— What is expected —
Return the lines from the one holding "Target: yellow building" through the end of the items, inclusive, reproducing them without any change.

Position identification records
______

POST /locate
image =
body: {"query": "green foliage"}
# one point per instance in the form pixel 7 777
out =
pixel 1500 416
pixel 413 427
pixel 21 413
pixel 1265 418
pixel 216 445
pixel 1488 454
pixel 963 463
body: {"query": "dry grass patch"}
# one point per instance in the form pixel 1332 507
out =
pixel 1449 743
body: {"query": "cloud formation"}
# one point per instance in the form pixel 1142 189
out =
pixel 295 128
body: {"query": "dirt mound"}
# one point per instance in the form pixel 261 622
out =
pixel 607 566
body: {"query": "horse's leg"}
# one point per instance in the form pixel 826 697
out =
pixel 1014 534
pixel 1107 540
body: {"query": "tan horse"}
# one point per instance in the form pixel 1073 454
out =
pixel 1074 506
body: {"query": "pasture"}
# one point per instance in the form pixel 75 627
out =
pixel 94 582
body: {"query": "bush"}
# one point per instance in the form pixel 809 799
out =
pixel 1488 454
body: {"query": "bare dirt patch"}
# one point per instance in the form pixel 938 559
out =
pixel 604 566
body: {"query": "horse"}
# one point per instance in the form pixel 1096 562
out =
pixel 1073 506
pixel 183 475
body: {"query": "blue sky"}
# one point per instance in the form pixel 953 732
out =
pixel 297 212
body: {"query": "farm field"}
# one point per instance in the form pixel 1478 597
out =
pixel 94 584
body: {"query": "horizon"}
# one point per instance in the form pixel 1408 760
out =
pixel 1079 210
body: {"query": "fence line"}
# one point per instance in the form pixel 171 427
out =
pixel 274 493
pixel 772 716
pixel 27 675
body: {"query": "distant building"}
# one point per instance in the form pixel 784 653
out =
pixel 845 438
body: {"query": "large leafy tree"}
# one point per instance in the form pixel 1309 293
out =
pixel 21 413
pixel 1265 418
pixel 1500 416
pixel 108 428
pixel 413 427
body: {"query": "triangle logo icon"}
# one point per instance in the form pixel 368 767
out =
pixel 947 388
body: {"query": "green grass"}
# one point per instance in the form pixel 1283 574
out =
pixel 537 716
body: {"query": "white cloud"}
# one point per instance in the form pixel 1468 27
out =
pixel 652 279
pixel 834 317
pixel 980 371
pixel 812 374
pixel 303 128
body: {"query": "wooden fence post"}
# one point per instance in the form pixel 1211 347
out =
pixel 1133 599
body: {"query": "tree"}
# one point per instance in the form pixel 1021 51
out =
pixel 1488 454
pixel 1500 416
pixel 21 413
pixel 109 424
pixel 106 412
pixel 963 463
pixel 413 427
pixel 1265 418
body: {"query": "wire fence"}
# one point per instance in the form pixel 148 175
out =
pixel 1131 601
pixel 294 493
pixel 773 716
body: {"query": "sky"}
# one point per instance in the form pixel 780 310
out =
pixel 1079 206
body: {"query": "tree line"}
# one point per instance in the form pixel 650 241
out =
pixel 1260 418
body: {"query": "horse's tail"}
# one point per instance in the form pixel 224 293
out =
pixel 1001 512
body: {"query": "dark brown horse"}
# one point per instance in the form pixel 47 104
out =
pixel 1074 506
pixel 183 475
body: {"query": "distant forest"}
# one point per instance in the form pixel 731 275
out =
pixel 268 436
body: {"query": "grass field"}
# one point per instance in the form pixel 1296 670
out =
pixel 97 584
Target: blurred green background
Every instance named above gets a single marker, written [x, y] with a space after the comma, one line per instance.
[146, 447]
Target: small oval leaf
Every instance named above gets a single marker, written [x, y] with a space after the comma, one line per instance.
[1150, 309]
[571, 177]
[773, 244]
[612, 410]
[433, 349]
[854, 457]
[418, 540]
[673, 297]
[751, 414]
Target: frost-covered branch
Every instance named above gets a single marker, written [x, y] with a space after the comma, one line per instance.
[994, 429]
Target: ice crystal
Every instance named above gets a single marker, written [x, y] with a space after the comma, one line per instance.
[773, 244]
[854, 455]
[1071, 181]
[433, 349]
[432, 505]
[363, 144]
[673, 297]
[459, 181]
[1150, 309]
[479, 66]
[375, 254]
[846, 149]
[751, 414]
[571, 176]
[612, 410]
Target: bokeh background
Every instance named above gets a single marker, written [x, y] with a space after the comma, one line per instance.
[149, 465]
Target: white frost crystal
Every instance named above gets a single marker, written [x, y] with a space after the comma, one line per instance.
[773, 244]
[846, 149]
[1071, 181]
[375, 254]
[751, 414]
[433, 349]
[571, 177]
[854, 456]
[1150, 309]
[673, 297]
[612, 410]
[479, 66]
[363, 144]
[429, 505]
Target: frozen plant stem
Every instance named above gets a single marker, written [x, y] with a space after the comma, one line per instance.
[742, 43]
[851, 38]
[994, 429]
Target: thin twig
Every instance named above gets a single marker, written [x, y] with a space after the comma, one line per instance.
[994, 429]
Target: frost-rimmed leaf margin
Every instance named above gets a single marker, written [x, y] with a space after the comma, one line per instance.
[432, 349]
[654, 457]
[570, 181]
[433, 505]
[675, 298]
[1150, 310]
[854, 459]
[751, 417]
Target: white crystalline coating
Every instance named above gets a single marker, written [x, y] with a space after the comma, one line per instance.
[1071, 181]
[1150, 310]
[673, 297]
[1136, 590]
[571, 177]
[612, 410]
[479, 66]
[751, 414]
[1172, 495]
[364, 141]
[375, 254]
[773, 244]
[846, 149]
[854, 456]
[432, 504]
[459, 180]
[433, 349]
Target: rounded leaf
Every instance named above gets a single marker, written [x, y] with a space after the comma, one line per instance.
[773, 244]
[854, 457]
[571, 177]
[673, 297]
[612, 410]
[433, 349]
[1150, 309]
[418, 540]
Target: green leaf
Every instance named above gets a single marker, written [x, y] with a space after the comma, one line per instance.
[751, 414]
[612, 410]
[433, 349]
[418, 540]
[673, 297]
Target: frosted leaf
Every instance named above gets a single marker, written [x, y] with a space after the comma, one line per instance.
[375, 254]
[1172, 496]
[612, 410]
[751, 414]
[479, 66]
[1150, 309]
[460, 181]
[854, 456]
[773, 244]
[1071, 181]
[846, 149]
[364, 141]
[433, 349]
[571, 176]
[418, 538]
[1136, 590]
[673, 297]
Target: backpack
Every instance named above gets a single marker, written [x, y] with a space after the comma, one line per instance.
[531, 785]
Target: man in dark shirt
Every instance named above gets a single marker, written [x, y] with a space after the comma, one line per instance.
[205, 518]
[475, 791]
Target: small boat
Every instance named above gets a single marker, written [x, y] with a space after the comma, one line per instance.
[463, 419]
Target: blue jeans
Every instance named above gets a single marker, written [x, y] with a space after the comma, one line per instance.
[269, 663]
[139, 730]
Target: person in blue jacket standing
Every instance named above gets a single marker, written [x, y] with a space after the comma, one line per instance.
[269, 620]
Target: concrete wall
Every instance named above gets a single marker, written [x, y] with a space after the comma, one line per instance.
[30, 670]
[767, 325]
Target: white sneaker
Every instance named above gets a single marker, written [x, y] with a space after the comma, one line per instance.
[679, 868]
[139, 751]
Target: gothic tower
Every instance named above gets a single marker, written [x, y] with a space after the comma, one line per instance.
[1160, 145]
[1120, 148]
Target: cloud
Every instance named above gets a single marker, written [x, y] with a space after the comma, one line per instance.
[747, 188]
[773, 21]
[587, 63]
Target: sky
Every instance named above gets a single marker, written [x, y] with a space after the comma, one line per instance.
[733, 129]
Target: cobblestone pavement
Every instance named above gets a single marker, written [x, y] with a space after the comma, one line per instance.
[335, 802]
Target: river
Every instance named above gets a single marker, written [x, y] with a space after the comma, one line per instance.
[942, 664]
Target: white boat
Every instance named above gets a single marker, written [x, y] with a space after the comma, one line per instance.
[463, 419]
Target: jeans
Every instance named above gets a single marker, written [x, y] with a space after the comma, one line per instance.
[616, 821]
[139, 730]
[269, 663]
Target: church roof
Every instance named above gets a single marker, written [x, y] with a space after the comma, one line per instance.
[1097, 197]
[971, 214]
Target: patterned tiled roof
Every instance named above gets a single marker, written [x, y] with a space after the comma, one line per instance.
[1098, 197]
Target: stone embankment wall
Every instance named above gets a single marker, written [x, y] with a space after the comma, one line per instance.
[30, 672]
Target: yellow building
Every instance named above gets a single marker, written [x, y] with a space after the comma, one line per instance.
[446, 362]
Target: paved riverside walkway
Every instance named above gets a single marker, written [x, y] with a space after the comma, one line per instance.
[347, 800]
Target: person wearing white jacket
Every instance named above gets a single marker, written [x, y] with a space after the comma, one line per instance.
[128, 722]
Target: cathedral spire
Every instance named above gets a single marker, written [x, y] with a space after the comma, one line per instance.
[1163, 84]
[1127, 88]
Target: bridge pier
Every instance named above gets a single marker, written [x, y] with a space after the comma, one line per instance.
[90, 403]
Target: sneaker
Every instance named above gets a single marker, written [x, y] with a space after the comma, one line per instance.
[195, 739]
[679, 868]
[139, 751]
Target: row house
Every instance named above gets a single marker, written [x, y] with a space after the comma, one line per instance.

______

— Response —
Target: yellow building
Every instance named above gets a single marker, written [x, y] with a space after the comma, one line per instance.
[446, 362]
Target: paved riverside walkway
Every instance named above gets a single marker, written [x, y] with a space after the comma, one line per instance.
[347, 800]
Target: person wearing white jacket
Every instance named above gets a single marker, written [x, y] with a space after the comma, one line per instance.
[128, 722]
Target: cathedral spire
Every instance named above gets a single marker, written [x, y] with a space after the comma, one line per instance.
[1163, 84]
[1127, 88]
Target: bridge pier
Every instance named above gets a single marker, written [x, y] with a space after the comma, one line per instance.
[90, 403]
Target: sneaker
Every instance named above gets a single marker, written [x, y] with a space after the comma, one line per instance.
[195, 739]
[679, 868]
[139, 751]
Target: row house
Every instance named above gets a single marker, written [x, y] with a space after the comma, one line per instance.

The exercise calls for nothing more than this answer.